## Task item
Once the line containing "Target: scarf fringe" is found, please set it down along with each following line, exactly, to the end of the material.

## Raw data
_____
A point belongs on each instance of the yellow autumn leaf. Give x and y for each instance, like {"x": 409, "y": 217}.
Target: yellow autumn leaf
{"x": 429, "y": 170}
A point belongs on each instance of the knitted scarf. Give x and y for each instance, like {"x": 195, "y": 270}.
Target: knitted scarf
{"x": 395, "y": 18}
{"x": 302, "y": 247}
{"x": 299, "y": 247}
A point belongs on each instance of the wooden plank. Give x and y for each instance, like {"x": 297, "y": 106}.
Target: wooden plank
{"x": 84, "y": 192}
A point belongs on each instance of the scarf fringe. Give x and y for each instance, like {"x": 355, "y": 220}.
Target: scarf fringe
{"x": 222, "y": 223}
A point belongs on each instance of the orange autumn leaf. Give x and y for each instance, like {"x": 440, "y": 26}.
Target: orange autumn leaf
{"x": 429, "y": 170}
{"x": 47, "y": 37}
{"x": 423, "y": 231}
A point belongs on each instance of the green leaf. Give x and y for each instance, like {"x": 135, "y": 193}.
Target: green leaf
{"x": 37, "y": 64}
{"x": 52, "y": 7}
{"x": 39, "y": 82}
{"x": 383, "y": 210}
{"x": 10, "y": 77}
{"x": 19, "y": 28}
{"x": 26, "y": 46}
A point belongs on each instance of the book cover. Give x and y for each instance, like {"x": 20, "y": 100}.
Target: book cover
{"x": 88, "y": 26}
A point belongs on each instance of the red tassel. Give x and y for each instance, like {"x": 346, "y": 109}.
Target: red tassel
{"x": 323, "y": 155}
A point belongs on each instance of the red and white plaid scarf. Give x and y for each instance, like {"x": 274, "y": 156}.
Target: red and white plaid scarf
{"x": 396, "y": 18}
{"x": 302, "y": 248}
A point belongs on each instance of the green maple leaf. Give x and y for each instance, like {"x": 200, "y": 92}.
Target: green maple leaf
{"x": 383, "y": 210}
_____
## Answer box
Target: scarf fringe
{"x": 222, "y": 223}
A point belongs on each instance of the orange autumn leaf. Give x and y for each instance, like {"x": 440, "y": 26}.
Target: orange autumn leaf
{"x": 429, "y": 170}
{"x": 47, "y": 37}
{"x": 423, "y": 231}
A point belongs on each instance of the green leaf. Give x and y for each instance, like {"x": 135, "y": 193}.
Target: green leaf
{"x": 37, "y": 64}
{"x": 52, "y": 7}
{"x": 39, "y": 82}
{"x": 383, "y": 210}
{"x": 10, "y": 77}
{"x": 19, "y": 28}
{"x": 26, "y": 46}
A point belongs on each instance of the book cover. Give x and y for each instance, like {"x": 20, "y": 100}.
Target: book cover
{"x": 88, "y": 26}
A point belongs on each instance of the red tassel. Give x and y for each instance, like {"x": 346, "y": 109}.
Target: red tassel
{"x": 323, "y": 155}
A point belongs on each instance of the red and white plaid scarf. Give x and y for each instance, like {"x": 274, "y": 156}.
Target: red and white plaid scarf
{"x": 396, "y": 18}
{"x": 302, "y": 248}
A point belongs on each instance of the green maple leaf. Give x and y for each instance, like {"x": 200, "y": 92}.
Target: green maple leaf
{"x": 383, "y": 210}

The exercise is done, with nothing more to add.